## Goal
Copy every one of the lines below word for word, leaving the pictures out of your answer.

Data records

>> START

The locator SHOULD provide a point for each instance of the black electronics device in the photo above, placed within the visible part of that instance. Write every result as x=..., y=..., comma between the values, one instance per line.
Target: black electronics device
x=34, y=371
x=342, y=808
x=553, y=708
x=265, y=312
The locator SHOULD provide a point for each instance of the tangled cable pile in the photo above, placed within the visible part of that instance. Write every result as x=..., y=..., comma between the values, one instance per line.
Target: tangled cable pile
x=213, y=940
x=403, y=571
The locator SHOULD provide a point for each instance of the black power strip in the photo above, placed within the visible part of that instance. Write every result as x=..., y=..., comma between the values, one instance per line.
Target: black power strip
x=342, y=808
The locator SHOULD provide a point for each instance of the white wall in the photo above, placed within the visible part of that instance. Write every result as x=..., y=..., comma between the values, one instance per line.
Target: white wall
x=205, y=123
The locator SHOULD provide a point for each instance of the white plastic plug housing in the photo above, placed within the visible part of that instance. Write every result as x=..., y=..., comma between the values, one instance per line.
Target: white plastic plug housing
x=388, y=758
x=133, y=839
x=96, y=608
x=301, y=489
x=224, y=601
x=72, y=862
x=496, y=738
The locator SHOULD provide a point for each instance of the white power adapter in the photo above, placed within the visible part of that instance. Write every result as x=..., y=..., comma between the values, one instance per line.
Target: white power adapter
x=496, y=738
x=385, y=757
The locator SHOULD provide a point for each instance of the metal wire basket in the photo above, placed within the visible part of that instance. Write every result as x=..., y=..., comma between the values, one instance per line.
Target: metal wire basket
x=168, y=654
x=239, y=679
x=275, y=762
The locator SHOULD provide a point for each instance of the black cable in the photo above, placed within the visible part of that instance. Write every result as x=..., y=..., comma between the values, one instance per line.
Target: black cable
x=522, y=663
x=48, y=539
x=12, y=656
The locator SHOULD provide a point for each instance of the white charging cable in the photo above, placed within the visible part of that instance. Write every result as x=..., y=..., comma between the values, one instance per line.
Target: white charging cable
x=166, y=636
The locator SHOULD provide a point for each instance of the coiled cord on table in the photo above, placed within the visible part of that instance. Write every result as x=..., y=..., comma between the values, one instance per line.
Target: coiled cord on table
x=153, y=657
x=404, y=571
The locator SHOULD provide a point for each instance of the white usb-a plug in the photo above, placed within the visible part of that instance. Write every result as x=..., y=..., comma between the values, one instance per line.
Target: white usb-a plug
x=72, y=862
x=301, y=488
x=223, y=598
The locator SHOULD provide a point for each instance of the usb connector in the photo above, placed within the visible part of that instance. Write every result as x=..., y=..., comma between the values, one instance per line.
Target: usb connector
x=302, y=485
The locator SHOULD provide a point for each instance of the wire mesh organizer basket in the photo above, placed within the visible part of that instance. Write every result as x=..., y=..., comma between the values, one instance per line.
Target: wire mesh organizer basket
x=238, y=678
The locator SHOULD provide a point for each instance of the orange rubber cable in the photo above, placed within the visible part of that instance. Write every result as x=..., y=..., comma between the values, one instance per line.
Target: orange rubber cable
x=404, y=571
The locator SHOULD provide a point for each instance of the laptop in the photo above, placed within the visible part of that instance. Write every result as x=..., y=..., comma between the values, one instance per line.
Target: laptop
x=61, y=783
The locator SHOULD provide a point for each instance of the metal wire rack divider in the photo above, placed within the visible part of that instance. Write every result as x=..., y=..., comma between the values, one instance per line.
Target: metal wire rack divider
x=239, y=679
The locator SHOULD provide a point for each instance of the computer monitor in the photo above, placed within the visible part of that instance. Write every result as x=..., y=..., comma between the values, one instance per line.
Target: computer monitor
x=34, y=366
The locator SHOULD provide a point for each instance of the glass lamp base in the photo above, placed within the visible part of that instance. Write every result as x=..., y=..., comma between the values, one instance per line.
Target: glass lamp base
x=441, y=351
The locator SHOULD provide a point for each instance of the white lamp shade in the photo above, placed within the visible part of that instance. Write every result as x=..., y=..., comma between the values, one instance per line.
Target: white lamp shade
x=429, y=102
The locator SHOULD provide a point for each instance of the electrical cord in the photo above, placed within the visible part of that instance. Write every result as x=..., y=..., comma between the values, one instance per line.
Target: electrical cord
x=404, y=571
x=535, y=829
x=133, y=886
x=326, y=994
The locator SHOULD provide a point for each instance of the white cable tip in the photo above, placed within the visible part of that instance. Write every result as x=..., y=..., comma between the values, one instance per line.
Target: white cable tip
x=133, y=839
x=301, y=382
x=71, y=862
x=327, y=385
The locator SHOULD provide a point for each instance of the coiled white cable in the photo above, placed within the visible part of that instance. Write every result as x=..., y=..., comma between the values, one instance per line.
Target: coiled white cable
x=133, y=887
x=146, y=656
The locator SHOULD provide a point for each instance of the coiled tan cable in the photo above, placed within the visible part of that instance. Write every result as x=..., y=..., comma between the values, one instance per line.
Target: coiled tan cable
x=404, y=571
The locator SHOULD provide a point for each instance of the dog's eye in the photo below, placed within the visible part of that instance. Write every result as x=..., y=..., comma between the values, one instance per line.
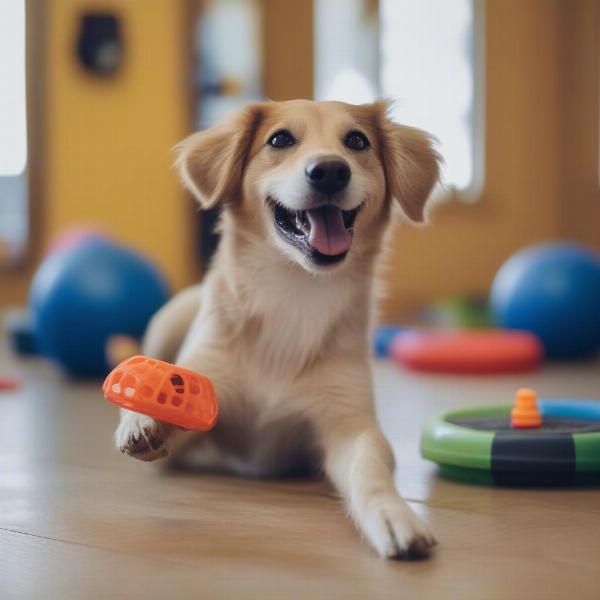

>> END

## Reply
The locator SHOULD provide a point for each instance of the black electronics device in the photo above, placed within the visible part of that instance. Write every result as x=..., y=..., comma between the values, one instance per line.
Target: black electronics device
x=34, y=371
x=342, y=808
x=553, y=708
x=265, y=312
The locator SHOULD provide a point for each instance of the tangled cable pile in the photo above, placed within the visible part of that instance. Write every result as x=..., y=..., comma between the values, one instance per line.
Target: tangled cable pile
x=213, y=940
x=403, y=571
The locator SHOULD provide a point for each instance of the black power strip in the photo above, placed within the visible part of that instance. Write every result as x=..., y=..., comma between the values, one instance per line.
Target: black power strip
x=342, y=808
The locator SHOULD provide a point for each instance of the white wall in the photo above, placed within the visible part of that instance. Write every result as x=..., y=..., comma between the values, one instance per line.
Target: white wall
x=205, y=123
The locator SHOULD provide a point for each instance of the white plastic plug housing in the photo above, placed within the visible part of that instance. Write every result as x=..., y=..., comma between the values, one instance per line.
Target: white plastic plug housing
x=388, y=758
x=133, y=839
x=96, y=608
x=301, y=489
x=224, y=601
x=72, y=862
x=496, y=738
The locator SHOULD provide a point for each instance of the white power adapter in the photo above, placed within the visible part of that instance. Write every result as x=..., y=..., comma between the values, one instance per line.
Target: white power adapter
x=496, y=738
x=385, y=757
The locator SHOULD provide a point for each instance of the metal wire basket in the photo above, placed within the visible part of that instance. Write every result as x=..., y=..., comma between the values, one instance per line.
Target: metal wire basket
x=168, y=654
x=239, y=679
x=275, y=762
The locator SHOULD provide a point for each instance of the black cable in the photo above, placed within the visible part of that instance. Write every result as x=..., y=..., comma between the values, one instance per line.
Target: black cable
x=522, y=663
x=48, y=539
x=12, y=656
The locator SHOULD provide a point for each instance of the white charging cable in the photo above, placed within the visible part of that instance. Write every result as x=..., y=..., comma between the values, one instance per line.
Target: white charging cable
x=166, y=636
The locator SHOULD provide a point for each instance of the coiled cord on table in the photo above, placed within the visible part of that instance. Write every result as x=..., y=..., comma between the values, one instance per line.
Target: coiled cord on table
x=153, y=657
x=404, y=571
The locator SHOULD provide a point for each instance of the white usb-a plug in the photo above, placed within the visible part of that instance. Write every result as x=..., y=..., comma between the values, one instance per line.
Target: white usb-a plug
x=72, y=862
x=301, y=488
x=223, y=598
The locator SHOULD provide a point for each instance of the usb connector in the photo above, placed within the visible part of that instance. Write every result as x=..., y=..., comma between the values, one instance per line.
Target: usb connector
x=302, y=485
The locator SHOULD provide a point for each instance of the wire mesh organizer basket in the photo above, placed within the visible part of that instance. Write every result as x=..., y=..., comma between the values, one instance per line.
Target: wire mesh organizer basket
x=238, y=678
The locator SHOULD provide a point for each instance of the orange rubber cable in the photo above, placed within the visible part of that instance. Write every result as x=..., y=..., comma between the values, one instance per line.
Target: orange rubber cable
x=404, y=571
The locator SHOULD provide a point for each instance of the laptop in the photo above, placed within the visible part of that instance. Write every result as x=..., y=..., comma between the values, one instance per line.
Target: laptop
x=61, y=783
The locator SHOULD provide a point for each instance of the metal wire rack divider in the photo above, placed within the visible part of that instance. Write every result as x=..., y=..., comma between the values, one instance per line.
Target: metal wire rack divider
x=239, y=679
The locator SHOULD provide a point for each instance of the computer monitor in the photo above, placed within the visible part of that instance. Write every result as x=..., y=..., comma between the values, one instance per line.
Target: computer monitor
x=34, y=366
The locator SHOULD provide a point for each instance of the glass lamp base in the photo above, placed within the visible part of that instance. Write every result as x=..., y=..., comma between the values, one instance per line.
Target: glass lamp base
x=441, y=351
The locator SHOULD provide a point for each instance of the white lamp shade in the photo above, placed within the visible part of that instance. Write every result as x=..., y=..., comma between the values, one instance per line.
Target: white lamp shade
x=429, y=102
The locator SHOULD provide a point for each instance of the electrical cord in the photo above, placed within the visible part of that instance. Write every result as x=..., y=..., comma between the values, one instance per line.
Target: electrical cord
x=404, y=571
x=535, y=829
x=133, y=886
x=326, y=994
The locator SHOULD provide a point for each instance of the white cable tip in the photo above, placed within the visible part of that instance. Write every result as x=..., y=..., comma between the values, one instance per line.
Target: white cable tip
x=133, y=839
x=301, y=382
x=71, y=862
x=327, y=385
The locator SHOULD provide a point for each instance of the coiled white cable in the photo above, placed within the visible part of that instance. Write every result as x=..., y=..., comma between the values, one instance per line.
Target: coiled white cable
x=133, y=887
x=146, y=656
The locator SHOULD provide a point for each instance of the coiled tan cable in the photo above, placed within the visible part of that instance. Write every result as x=..., y=..., comma between the values, one instance per line.
Target: coiled tan cable
x=404, y=571
The locator SHOULD provide a point for each instance of the dog's eye in the photo below, placed within the visible part of that instance. Write every result as x=..., y=..., comma between the values, one instance per line.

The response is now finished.